⟨
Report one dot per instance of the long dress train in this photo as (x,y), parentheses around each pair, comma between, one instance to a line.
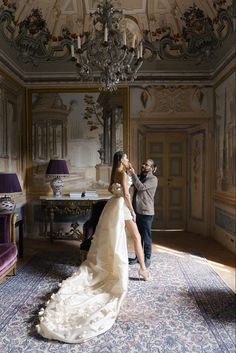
(88,302)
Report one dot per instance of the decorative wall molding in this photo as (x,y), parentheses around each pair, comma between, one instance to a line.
(197,175)
(225,220)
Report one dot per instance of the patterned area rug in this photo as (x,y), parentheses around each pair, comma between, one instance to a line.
(185,308)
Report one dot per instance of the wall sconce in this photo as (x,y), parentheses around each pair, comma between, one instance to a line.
(9,184)
(55,170)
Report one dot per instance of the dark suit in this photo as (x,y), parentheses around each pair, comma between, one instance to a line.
(143,203)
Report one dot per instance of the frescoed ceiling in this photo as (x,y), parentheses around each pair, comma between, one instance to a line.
(178,35)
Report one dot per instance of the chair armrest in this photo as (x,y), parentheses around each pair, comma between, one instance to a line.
(13,228)
(7,227)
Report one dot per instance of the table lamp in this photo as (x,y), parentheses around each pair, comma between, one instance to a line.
(9,184)
(55,170)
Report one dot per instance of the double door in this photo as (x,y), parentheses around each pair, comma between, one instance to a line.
(169,151)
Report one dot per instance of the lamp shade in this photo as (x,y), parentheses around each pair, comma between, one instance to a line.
(57,167)
(9,183)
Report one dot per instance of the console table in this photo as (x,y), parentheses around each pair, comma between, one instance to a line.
(66,206)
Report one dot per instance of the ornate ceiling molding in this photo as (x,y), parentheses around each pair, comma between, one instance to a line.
(192,34)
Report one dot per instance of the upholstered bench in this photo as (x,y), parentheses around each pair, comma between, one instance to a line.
(8,248)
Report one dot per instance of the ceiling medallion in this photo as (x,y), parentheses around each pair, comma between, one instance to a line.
(107,50)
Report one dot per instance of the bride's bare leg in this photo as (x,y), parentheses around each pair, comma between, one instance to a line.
(133,231)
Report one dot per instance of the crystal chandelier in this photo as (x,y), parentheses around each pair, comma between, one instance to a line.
(105,49)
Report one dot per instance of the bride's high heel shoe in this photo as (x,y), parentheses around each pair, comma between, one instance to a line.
(144,274)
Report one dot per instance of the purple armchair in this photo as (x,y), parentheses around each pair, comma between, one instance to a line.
(90,225)
(8,248)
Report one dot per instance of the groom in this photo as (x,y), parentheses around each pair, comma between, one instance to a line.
(143,203)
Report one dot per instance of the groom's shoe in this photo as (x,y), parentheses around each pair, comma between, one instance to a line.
(147,263)
(133,261)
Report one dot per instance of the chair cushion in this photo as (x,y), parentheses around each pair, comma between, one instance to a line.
(8,255)
(4,228)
⟩
> _Exercise instructions_: Write out the whole listing exactly as it appears, and omit the pictures.

> _Exercise answer_:
Report one dot per instance of the long dress train in this photo as (x,y), parentheses around each pair, comma between, one instance to a line.
(88,302)
Report one dot per instance of the decorative wall molding in this photo as (x,y), parentheses around each pair, comma between, one instance to a line.
(197,175)
(225,220)
Report one dot per instance of the patterned area rug in this photo as (x,y), parentheses around each pair, comma between, one instance to a line.
(185,308)
Report one dot per instance of the wall sconce in this photo as (x,y), parentheses around each pair, comma between, one instance to a line.
(9,184)
(55,170)
Report one dot per instance of the dark suit in this photo as (x,y), parentheses around each pair, comma between, one instance to a line.
(143,203)
Report one dot per instance of the frescoed ceiling in this photo as (x,y), parentheses around each pair, comma between, one instance to a line.
(178,35)
Report one dot per instance of the chair armrest in this photo as (x,y), parentheses around each pair, comma between, one instance to a line.
(13,228)
(7,227)
Report one dot per instance of the table lamp in this photo as (x,y), parentheses around each pair, comma between, one instance to a line.
(9,184)
(55,170)
Report one dot per instance of the double door in this photo as (x,y), parentheses around each pair, comma between, one instance to a line.
(169,151)
Report one dot per instance of the lamp shade in this photo as (x,y), parentheses around each pair, comma between, one instance to a line.
(57,167)
(9,183)
Report one dot per instance of the console table in this photo as (x,y), parentheses around each pair, comma between, one instance to a line.
(66,206)
Report one dot per instance of the ornate ceiling molding in this photo as (x,y), parentheses around each pair, comma between, one instance to a line.
(192,34)
Report one dot per instance of the upholstered bench in this photo as (x,y), parentheses around each pair, comma between, one instance to a line.
(8,248)
Report one dot per instance of the ceiling medallion in this photo as (x,y), parentheses around each pair, comma between, one instance to a line.
(107,50)
Report one dot per instance of the bride's bare leg in this photo as (x,y), parentheses around each pair, comma between, one instance to a line.
(133,231)
Report one dot per instance of the crystal chandelier in this photo as (x,y), parentheses around each pair, comma between, one instance to a line.
(105,49)
Report one dot per instance of the bride's high heel shoe in this photo as (x,y), parentheses around each pair, comma between, one instance to a line.
(144,274)
Report one dot per instance of the purple armchair in this photo as (x,y), parentheses around each pair, comma between, one instance to a line.
(90,225)
(8,248)
Report one dot per instance of the groom in this photo as (x,y), parentheses around each pair, comma between, one instance to a line.
(143,203)
Report one dot per instance of the groom's shoe in this photo as (x,y), parentheses around each pair, comma between, one instance to a line.
(147,263)
(133,261)
Report one dot per instance of the chair cushion in this photo as (x,y), parentheses around each pair, comma between, one instance to a line.
(8,255)
(4,228)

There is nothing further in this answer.